_PROBLEM REQUIREMENTS_
Every record that follows must be returned word for word.
────────────────────────────────────────
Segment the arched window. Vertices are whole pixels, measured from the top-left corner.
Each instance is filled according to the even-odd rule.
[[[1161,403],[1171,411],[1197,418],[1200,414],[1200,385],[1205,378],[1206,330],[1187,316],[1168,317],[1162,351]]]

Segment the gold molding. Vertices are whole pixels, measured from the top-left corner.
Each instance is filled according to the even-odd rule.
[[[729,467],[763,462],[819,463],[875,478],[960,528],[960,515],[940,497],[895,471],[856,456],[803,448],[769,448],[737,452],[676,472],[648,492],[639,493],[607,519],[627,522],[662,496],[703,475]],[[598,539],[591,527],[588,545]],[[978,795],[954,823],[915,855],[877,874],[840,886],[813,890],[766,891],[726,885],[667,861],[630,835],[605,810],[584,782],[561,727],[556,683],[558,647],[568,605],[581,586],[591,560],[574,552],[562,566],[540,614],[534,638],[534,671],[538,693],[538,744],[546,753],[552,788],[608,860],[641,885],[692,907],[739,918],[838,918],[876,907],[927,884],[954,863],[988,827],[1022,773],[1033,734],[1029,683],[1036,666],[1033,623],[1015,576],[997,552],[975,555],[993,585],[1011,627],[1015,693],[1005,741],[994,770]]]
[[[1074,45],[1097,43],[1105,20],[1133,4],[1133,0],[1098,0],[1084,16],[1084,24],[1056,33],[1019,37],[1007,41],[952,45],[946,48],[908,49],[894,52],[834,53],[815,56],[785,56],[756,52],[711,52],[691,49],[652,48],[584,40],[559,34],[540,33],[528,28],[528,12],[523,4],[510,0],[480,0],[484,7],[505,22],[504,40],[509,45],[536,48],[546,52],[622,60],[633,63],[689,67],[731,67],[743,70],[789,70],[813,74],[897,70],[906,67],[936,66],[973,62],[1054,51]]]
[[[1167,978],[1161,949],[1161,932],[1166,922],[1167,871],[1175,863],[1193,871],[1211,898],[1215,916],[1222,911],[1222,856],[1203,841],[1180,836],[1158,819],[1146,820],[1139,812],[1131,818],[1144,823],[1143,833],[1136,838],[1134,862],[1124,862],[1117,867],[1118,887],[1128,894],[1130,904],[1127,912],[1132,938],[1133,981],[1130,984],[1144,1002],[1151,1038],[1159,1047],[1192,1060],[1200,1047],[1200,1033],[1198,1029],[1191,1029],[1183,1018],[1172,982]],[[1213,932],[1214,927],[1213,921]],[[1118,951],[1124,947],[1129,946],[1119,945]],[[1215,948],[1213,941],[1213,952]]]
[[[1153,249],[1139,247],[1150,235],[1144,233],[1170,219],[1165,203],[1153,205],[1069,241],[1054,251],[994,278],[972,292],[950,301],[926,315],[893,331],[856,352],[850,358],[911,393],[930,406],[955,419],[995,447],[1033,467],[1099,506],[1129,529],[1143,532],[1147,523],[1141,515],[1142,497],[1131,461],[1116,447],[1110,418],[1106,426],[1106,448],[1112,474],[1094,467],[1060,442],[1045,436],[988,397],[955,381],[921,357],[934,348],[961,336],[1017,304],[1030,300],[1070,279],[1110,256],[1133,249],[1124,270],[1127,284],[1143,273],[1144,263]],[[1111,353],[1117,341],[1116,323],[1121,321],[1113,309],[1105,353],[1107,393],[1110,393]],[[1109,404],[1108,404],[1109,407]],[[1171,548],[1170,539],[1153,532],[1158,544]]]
────────────────────────────────────────
_YOUR RESPONSE_
Segment the arched window. Vertices are whole pixels, measured from the top-left corner.
Each instance is filled according to the even-odd rule.
[[[1161,403],[1171,411],[1197,418],[1200,414],[1200,385],[1205,378],[1206,330],[1187,316],[1168,317],[1162,351]]]

Segment the gold molding. Vertices are whole pixels, measured from the top-left corner.
Each instance is filled according to the even-odd rule.
[[[729,467],[763,462],[819,463],[875,478],[960,528],[960,515],[940,497],[895,471],[856,456],[803,448],[769,448],[737,452],[676,472],[648,492],[639,493],[607,519],[627,522],[662,496],[703,475]],[[598,539],[591,527],[588,545]],[[978,795],[954,823],[915,855],[877,874],[840,886],[813,890],[766,891],[726,885],[667,861],[630,835],[605,810],[584,782],[561,727],[556,683],[558,647],[568,605],[581,586],[591,560],[574,552],[562,566],[540,614],[534,638],[534,671],[538,693],[538,744],[546,753],[552,788],[608,860],[641,885],[692,907],[739,918],[838,918],[876,907],[927,884],[954,863],[988,827],[1022,773],[1033,734],[1029,683],[1036,666],[1033,623],[1015,576],[997,552],[975,555],[993,585],[1011,627],[1015,693],[1005,741],[994,770]]]
[[[1074,45],[1097,43],[1105,20],[1133,4],[1133,0],[1098,0],[1084,16],[1084,24],[1056,33],[1019,37],[1007,41],[952,45],[946,48],[908,49],[894,52],[834,53],[815,56],[785,56],[756,52],[711,52],[691,49],[652,48],[584,40],[559,34],[540,33],[528,28],[528,12],[523,4],[510,0],[480,0],[484,7],[505,22],[504,40],[509,45],[536,48],[546,52],[622,60],[633,63],[689,67],[731,67],[743,70],[789,70],[813,74],[897,70],[906,67],[936,66],[973,62],[1054,51]]]
[[[1167,978],[1161,949],[1161,932],[1166,922],[1167,871],[1175,863],[1193,871],[1211,898],[1215,916],[1222,911],[1222,856],[1203,841],[1180,836],[1158,819],[1146,820],[1139,812],[1131,818],[1144,823],[1143,833],[1136,838],[1134,862],[1124,862],[1117,867],[1118,887],[1128,894],[1130,904],[1127,912],[1132,938],[1133,981],[1130,984],[1144,1002],[1151,1038],[1159,1047],[1192,1060],[1200,1047],[1200,1033],[1198,1029],[1191,1029],[1183,1018],[1172,982]],[[1213,932],[1214,927],[1213,921]],[[1118,951],[1124,947],[1129,946],[1119,945]],[[1215,948],[1213,941],[1213,952]]]
[[[1153,249],[1139,247],[1150,235],[1144,233],[1170,219],[1165,203],[1153,205],[1069,241],[1054,251],[994,278],[972,292],[950,301],[926,315],[893,331],[856,352],[850,358],[911,393],[930,406],[955,419],[995,447],[1033,467],[1099,506],[1129,529],[1143,532],[1147,523],[1141,515],[1142,497],[1131,461],[1116,447],[1110,418],[1106,426],[1106,448],[1112,474],[1094,467],[1060,442],[1045,436],[988,397],[955,381],[921,357],[934,348],[961,336],[1017,304],[1030,300],[1070,279],[1110,256],[1133,249],[1124,270],[1127,284],[1143,273],[1144,263]],[[1111,353],[1117,341],[1116,323],[1121,321],[1113,309],[1105,353],[1107,393],[1110,393]],[[1109,404],[1108,404],[1109,407]],[[1171,548],[1170,539],[1153,532],[1158,544]]]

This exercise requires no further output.